**Objective:** List every line in the records below that contains the string "tree", copying each such line in full, and treat uppercase and lowercase as different.

**Photo object pointing records:**
>>>

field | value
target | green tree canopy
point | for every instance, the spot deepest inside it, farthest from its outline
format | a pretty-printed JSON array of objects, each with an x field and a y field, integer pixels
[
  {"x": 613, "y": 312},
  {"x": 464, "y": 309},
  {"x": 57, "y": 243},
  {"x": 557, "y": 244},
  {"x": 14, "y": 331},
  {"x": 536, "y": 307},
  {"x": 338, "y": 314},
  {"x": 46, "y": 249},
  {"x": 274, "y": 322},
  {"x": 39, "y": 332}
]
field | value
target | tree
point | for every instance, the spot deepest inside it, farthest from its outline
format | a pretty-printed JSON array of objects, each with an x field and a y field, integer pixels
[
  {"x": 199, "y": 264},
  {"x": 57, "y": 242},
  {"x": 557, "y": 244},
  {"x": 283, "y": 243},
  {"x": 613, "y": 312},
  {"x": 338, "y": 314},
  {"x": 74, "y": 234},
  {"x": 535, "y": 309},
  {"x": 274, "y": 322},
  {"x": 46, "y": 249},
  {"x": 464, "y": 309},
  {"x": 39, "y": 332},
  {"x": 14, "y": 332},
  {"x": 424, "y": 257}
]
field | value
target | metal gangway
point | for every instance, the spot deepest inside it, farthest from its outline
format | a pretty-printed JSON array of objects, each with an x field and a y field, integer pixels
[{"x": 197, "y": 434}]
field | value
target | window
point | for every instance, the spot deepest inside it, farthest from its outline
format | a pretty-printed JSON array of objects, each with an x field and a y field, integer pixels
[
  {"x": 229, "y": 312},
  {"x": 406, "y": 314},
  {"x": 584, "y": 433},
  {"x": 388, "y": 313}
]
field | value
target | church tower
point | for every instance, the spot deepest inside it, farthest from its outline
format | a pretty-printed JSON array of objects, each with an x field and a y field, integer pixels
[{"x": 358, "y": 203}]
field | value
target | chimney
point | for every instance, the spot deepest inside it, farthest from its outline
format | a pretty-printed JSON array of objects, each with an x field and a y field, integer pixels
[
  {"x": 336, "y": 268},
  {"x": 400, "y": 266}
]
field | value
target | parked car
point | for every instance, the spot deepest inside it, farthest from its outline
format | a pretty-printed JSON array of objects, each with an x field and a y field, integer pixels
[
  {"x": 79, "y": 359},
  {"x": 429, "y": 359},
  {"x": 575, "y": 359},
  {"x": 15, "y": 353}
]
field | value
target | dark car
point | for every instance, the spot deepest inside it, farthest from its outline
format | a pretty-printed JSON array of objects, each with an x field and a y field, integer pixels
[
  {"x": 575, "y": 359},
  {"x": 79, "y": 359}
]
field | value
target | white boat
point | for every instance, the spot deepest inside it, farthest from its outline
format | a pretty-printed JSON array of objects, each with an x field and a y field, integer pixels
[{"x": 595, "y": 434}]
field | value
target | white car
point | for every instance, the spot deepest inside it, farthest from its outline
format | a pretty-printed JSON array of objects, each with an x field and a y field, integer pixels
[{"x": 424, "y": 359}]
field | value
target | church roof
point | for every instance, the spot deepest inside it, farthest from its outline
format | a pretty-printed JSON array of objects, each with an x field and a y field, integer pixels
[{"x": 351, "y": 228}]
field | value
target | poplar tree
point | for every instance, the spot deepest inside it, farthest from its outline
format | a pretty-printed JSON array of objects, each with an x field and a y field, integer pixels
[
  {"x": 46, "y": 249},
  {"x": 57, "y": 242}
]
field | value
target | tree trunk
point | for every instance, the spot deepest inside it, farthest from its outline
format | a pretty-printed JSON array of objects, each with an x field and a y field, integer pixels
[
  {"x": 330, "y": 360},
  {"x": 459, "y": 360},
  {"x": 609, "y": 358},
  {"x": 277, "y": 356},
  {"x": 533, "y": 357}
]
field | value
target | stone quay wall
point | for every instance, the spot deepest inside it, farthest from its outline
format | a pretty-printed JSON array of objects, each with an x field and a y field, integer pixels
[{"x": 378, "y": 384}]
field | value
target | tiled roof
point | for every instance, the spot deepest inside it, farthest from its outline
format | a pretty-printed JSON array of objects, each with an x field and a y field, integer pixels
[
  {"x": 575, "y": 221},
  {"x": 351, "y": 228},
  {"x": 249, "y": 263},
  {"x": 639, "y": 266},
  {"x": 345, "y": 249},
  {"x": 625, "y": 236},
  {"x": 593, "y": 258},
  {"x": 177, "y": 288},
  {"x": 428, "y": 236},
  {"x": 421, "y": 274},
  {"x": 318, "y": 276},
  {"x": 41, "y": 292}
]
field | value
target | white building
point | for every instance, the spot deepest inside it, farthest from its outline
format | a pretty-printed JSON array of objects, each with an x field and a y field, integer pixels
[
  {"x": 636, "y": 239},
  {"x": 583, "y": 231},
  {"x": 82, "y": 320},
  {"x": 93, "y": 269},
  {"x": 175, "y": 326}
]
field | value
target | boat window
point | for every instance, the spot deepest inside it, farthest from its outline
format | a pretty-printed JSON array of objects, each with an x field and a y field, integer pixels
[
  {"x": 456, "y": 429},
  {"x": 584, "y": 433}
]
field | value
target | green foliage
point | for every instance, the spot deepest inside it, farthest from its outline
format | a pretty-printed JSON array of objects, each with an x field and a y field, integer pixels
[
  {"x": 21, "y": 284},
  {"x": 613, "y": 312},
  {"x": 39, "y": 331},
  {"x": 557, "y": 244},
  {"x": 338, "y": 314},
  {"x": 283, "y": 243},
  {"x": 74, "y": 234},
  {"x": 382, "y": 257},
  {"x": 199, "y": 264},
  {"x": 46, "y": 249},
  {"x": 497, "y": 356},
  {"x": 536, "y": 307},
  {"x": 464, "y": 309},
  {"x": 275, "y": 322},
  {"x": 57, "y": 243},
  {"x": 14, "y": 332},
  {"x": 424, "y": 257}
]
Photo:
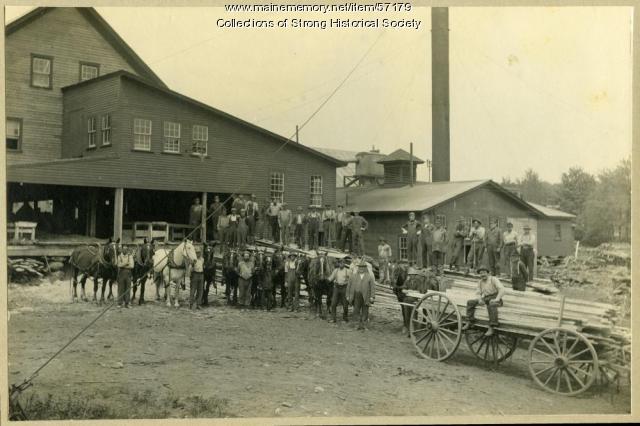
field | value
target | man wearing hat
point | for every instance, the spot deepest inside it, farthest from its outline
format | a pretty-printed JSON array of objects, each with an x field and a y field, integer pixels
[
  {"x": 284, "y": 223},
  {"x": 340, "y": 278},
  {"x": 477, "y": 236},
  {"x": 299, "y": 221},
  {"x": 125, "y": 267},
  {"x": 246, "y": 268},
  {"x": 384, "y": 256},
  {"x": 527, "y": 249},
  {"x": 361, "y": 293},
  {"x": 459, "y": 234},
  {"x": 358, "y": 225},
  {"x": 490, "y": 292},
  {"x": 292, "y": 284},
  {"x": 509, "y": 246}
]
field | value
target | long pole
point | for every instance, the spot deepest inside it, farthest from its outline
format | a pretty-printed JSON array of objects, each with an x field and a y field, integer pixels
[{"x": 411, "y": 163}]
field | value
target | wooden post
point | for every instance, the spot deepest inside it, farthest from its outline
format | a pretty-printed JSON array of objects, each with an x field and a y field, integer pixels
[
  {"x": 118, "y": 205},
  {"x": 203, "y": 228}
]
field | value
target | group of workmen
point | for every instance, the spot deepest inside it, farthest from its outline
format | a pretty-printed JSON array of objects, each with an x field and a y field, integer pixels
[
  {"x": 247, "y": 220},
  {"x": 499, "y": 250}
]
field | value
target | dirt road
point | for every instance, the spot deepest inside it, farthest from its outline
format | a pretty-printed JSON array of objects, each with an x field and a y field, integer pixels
[{"x": 154, "y": 361}]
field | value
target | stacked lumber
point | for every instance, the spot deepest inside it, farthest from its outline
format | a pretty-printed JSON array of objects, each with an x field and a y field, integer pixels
[{"x": 22, "y": 270}]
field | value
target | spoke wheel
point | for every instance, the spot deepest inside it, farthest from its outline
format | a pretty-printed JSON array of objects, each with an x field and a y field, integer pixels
[
  {"x": 563, "y": 361},
  {"x": 436, "y": 327},
  {"x": 495, "y": 348}
]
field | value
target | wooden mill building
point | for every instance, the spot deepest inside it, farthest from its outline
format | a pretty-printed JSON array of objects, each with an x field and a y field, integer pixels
[{"x": 96, "y": 141}]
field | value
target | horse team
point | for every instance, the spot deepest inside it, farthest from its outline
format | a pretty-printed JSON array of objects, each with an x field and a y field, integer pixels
[{"x": 272, "y": 273}]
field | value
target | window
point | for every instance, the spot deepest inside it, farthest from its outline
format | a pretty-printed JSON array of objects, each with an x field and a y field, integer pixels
[
  {"x": 14, "y": 134},
  {"x": 200, "y": 138},
  {"x": 41, "y": 71},
  {"x": 171, "y": 137},
  {"x": 89, "y": 71},
  {"x": 558, "y": 233},
  {"x": 276, "y": 189},
  {"x": 91, "y": 131},
  {"x": 402, "y": 247},
  {"x": 316, "y": 191},
  {"x": 106, "y": 129},
  {"x": 142, "y": 134}
]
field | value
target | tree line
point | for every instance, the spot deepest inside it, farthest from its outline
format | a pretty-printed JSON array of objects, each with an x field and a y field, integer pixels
[{"x": 601, "y": 202}]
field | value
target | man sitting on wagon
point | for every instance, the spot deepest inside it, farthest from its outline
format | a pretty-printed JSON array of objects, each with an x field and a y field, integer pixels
[{"x": 490, "y": 292}]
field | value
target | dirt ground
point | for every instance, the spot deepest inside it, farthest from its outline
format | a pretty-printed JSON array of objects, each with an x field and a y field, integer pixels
[{"x": 154, "y": 361}]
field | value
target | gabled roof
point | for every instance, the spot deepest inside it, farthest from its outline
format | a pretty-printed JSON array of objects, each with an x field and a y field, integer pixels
[
  {"x": 147, "y": 84},
  {"x": 551, "y": 212},
  {"x": 422, "y": 196},
  {"x": 400, "y": 155},
  {"x": 103, "y": 28}
]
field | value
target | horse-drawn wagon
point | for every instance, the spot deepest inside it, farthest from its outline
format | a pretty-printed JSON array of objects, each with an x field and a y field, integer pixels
[{"x": 571, "y": 343}]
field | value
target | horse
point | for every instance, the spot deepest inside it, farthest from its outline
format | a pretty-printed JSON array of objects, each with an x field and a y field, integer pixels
[
  {"x": 174, "y": 265},
  {"x": 230, "y": 275},
  {"x": 98, "y": 263},
  {"x": 142, "y": 269},
  {"x": 209, "y": 271},
  {"x": 319, "y": 282},
  {"x": 278, "y": 277}
]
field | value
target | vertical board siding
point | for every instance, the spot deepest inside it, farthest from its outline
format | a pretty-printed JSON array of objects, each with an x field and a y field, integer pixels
[{"x": 64, "y": 34}]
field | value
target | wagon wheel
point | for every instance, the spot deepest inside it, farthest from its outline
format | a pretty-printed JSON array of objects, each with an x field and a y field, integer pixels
[
  {"x": 495, "y": 348},
  {"x": 563, "y": 361},
  {"x": 435, "y": 327}
]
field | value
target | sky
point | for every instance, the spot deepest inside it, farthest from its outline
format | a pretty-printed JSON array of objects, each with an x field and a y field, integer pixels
[{"x": 542, "y": 88}]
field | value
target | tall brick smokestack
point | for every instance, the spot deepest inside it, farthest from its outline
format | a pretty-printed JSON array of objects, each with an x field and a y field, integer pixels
[{"x": 440, "y": 143}]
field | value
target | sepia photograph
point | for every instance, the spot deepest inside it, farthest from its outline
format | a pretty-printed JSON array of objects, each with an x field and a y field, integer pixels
[{"x": 318, "y": 213}]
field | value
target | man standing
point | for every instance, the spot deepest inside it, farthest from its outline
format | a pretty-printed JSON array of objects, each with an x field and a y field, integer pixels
[
  {"x": 426, "y": 242},
  {"x": 125, "y": 267},
  {"x": 329, "y": 225},
  {"x": 527, "y": 249},
  {"x": 459, "y": 235},
  {"x": 493, "y": 244},
  {"x": 440, "y": 241},
  {"x": 196, "y": 289},
  {"x": 215, "y": 210},
  {"x": 384, "y": 256},
  {"x": 313, "y": 221},
  {"x": 358, "y": 225},
  {"x": 361, "y": 293},
  {"x": 272, "y": 213},
  {"x": 245, "y": 272},
  {"x": 347, "y": 235},
  {"x": 284, "y": 223},
  {"x": 412, "y": 229},
  {"x": 510, "y": 246},
  {"x": 477, "y": 236},
  {"x": 299, "y": 221},
  {"x": 252, "y": 216},
  {"x": 340, "y": 278},
  {"x": 490, "y": 292},
  {"x": 339, "y": 216},
  {"x": 292, "y": 283}
]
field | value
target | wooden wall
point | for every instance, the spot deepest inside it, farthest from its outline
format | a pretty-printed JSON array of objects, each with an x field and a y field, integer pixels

<<<

**Exercise answer:**
target | green tree canopy
target | tree
target | poplar tree
target | tree trunk
target | tree line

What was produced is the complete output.